[EXTRAIT CHOISI]
Ils disaient que c'était impossible - Cantley 1983-1989

par Bob McClelland, traduction par Marie-Josée Cusson

Le 17 mars 1983 est une date importante dans l'histoire de Cantley. Ce soir-là, 400 contribuables en colère se sont entassés à l'école Sainte-Élisabeth pour se plaindre aux conseillers municipaux de Gatineau des énormes hausses de taxes à répétition et de l'ABSENCE de services en retour. Arthur Pomeroy, résidant de longue date, avait vu ses taxes pour sa ferme du chemin River passer de 300 $ en 1978 à 872 $ en 1979, puis à 1 426 $ en 1981. La plupart des résidants étaient dans la même situation.

La pagaille avait été semée dans les années 1960, lorsque des centaines de maisons avaient été construites au nord de la municipalité de Hull-Ouest, dans un quartier qui s'appelle maintenant « Touraine ». À cette époque, les petites municipalités du Québec n'avaient pas de subdivision, alors tous les conseillers et tous les pouvoirs étaient concentrés au sud. En 1973, la situation s'est détériorée davantage, lorsque la municipalité s'est jointe à la Ville de Gatineau.

En 1983, le secteur de Cantley n'était pas protégé efficacement contre les incendies. La caserne la plus proche était à 16 km de l'école Sainte-Élisabeth. Les routes étaient dans un état pitoyable et le secteur n'avait pour seule installation récréative qu'une patinoire extérieure. La Ville de Gatineau avait des dettes colossales; les résidants de Cantley payaient des services dont ils ne profiteraient jamais, dont des services d'aqueduc et une nouvelle usine de traitement des eaux usées.

Lors de cette réunion, l'idée d'une municipalité indépendante a refait surface. Ce n'était pas la première fois que cette idée faisait l'objet de discussions. Des bénévoles très entreprenants ont donc formé un comité, qui avait à sa tête Bertrand Boily. En août 1983, le comité a publié le Document no 1. Ce document démontrait que les Cantléens payaient deux ou trois fois plus de taxes que les citoyens de Chelsea ou de Val-des-Monts et que le secteur rural de Gatineau représentait 74 % de la superficie totale de la ville, mais seulement 7 % de sa population. Le comité a également fait circuler une pétition : des 1 877 résidants sondés, 1 660 personnes (91 %) étaient en faveur de la séparation. Les documents ont alors été présentés à la ministre qui était à l'époque responsable de l'Outaouais au sein du gouvernement du Parti québécois, Pauline Marois.

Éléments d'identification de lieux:
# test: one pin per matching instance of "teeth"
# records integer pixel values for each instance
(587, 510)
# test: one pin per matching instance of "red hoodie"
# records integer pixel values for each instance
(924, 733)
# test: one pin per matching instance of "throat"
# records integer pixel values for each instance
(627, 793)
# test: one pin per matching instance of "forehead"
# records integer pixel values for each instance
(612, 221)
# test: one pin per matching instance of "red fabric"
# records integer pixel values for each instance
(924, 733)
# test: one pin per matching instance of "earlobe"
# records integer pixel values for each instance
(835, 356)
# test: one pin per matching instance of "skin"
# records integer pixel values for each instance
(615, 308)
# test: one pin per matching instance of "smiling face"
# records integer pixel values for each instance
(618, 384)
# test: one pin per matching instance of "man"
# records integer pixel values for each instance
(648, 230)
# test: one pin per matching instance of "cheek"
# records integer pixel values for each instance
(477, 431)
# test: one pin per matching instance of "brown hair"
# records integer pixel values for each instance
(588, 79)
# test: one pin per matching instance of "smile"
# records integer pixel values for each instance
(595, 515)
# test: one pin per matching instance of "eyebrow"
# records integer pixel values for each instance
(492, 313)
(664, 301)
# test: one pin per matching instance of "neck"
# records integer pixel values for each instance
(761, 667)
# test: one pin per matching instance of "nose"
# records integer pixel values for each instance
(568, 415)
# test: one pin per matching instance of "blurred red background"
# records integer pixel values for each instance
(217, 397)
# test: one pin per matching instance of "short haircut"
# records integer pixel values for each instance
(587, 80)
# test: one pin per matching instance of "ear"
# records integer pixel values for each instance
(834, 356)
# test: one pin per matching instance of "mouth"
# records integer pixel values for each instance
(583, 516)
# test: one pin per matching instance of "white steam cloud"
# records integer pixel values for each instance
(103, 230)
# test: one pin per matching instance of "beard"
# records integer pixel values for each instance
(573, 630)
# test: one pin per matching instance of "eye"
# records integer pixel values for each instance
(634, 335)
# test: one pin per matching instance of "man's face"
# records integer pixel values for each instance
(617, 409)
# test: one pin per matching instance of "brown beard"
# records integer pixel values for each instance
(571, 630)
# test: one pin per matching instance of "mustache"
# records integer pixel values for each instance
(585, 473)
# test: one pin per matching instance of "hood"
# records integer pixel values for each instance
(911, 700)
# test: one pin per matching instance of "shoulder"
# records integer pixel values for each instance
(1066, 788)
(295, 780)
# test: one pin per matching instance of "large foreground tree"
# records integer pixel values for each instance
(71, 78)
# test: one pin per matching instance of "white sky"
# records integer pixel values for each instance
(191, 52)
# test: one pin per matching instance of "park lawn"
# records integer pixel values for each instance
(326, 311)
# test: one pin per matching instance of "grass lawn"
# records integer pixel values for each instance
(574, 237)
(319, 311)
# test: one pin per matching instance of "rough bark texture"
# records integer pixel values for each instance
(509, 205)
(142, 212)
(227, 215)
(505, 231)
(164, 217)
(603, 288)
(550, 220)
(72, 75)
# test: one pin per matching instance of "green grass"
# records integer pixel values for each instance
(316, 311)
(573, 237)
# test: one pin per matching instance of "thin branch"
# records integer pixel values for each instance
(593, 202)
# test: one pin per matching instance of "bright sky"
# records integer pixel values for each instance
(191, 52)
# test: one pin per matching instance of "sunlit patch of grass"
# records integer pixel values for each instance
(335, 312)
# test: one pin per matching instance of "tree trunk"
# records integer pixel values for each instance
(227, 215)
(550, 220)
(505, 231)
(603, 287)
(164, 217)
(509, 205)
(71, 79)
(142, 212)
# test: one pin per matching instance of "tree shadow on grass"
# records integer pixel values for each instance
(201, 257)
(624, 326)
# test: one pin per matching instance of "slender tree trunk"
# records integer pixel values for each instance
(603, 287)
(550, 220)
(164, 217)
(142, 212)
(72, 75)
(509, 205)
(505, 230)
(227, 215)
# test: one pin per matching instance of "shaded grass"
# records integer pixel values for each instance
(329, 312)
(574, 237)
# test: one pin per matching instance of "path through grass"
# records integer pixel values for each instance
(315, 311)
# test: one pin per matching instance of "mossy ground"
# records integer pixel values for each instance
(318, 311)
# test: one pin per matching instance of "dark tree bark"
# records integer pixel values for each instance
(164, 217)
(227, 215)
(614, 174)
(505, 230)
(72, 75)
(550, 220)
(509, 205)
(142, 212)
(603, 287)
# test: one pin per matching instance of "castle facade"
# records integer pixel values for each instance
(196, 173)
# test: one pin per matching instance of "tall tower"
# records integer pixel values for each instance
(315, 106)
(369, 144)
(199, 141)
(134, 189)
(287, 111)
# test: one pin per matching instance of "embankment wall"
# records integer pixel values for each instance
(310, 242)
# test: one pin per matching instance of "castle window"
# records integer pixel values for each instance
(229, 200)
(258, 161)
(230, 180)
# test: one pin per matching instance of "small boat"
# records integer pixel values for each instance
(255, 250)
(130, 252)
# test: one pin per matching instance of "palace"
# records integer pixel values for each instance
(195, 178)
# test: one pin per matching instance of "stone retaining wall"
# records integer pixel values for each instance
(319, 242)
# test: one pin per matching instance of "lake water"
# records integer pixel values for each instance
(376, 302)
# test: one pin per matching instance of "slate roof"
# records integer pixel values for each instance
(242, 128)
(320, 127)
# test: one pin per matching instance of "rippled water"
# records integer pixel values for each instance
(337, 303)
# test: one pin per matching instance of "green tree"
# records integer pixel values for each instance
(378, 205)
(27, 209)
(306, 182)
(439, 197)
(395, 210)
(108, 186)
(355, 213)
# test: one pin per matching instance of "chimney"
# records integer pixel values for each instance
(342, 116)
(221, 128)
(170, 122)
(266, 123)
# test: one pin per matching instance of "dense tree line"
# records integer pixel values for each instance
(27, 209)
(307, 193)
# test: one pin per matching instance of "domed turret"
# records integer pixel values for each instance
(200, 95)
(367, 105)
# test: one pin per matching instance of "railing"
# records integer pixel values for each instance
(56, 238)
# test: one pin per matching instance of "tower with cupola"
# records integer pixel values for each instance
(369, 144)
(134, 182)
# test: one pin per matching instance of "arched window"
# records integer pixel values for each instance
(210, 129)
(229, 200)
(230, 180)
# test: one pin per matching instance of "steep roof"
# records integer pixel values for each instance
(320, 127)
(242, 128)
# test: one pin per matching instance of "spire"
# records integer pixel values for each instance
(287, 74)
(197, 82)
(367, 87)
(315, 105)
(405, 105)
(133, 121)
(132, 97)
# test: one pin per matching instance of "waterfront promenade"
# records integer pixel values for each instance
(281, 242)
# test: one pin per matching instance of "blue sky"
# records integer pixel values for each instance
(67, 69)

==

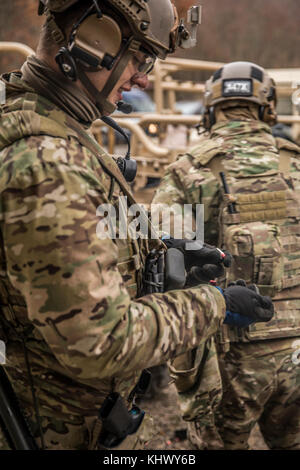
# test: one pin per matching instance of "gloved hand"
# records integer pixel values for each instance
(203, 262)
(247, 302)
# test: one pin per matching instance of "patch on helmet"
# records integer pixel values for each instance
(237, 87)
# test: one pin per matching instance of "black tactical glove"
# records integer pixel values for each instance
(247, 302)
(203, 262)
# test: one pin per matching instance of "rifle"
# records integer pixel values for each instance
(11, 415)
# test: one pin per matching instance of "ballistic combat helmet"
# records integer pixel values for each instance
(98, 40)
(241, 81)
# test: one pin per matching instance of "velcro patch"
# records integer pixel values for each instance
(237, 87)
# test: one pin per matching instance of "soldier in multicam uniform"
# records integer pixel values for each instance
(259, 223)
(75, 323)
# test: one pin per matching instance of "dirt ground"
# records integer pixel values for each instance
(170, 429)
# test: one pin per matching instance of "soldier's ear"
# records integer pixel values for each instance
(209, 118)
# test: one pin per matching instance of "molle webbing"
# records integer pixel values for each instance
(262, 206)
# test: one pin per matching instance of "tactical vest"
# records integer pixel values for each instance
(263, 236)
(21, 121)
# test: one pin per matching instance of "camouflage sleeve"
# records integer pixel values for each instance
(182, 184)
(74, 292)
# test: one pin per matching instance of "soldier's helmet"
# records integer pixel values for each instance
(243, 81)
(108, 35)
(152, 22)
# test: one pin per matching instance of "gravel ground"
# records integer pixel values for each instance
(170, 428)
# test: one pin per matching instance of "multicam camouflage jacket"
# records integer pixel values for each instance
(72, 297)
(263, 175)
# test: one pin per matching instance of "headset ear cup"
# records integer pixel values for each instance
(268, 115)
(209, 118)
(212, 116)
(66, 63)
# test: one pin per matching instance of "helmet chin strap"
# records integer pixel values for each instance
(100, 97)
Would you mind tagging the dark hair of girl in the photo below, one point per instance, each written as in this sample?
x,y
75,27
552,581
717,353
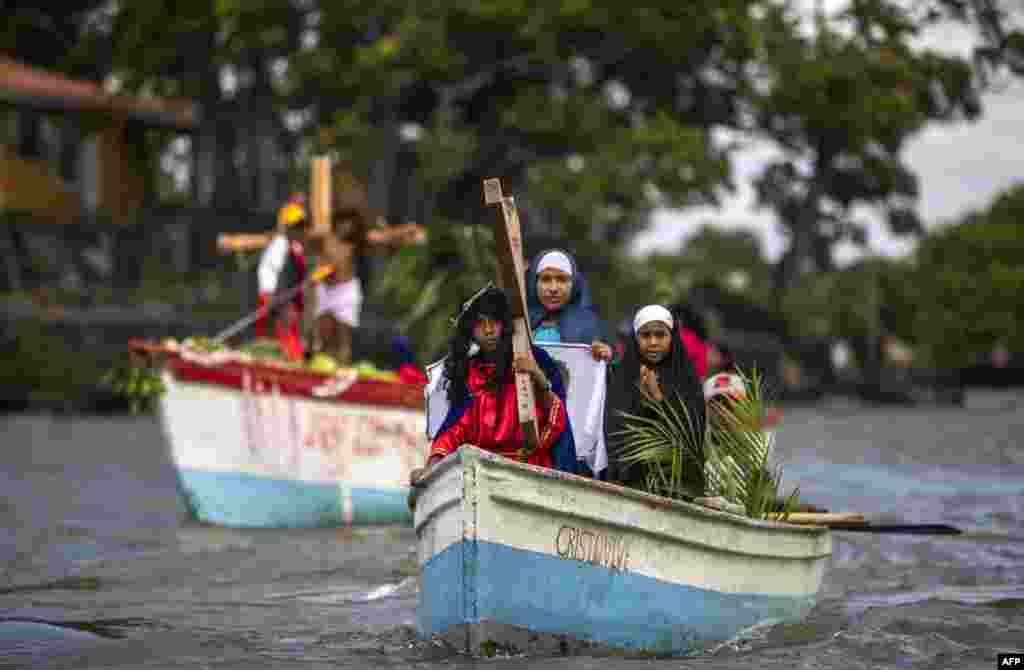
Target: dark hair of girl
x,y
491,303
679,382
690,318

--

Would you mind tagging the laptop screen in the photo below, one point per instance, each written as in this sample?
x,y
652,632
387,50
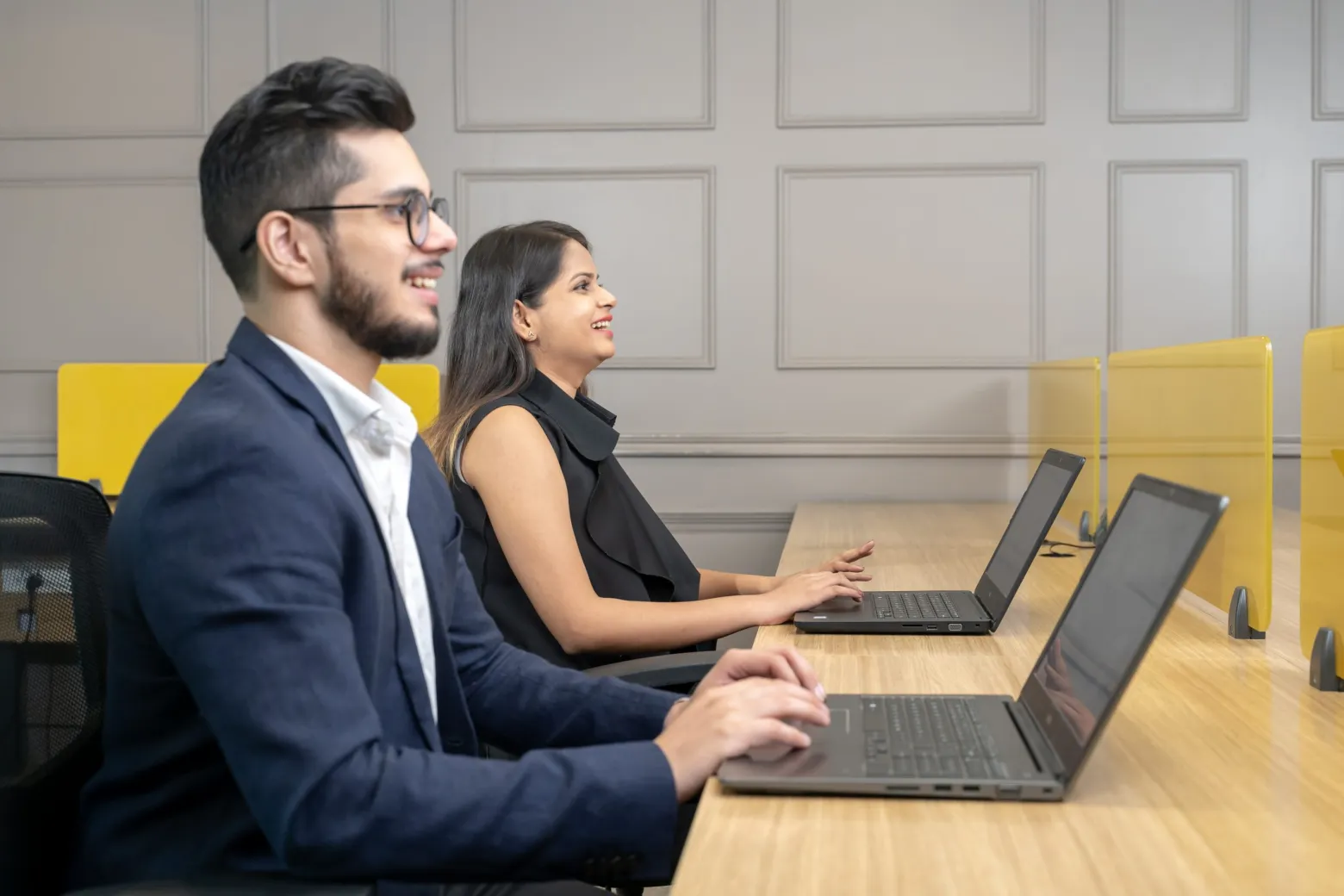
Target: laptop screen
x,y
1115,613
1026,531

[CONSIGNE]
D'après l'extrait sur Cantley, répondez aux questions suivantes :
1. Combien de contribuables se sont entassés à l'école Sainte-Élisabeth le 17 mars 1983 ?
2. En quelle année la municipalité s'est-elle jointe à la Ville de Gatineau ?
3. Sur les 1 877 résidants sondés par la pétition, combien étaient en faveur de la séparation ?

[CORRIGÉ]
1. 400 contribuables.
2. En 1973.
3. 1 660 personnes, soit 91 %.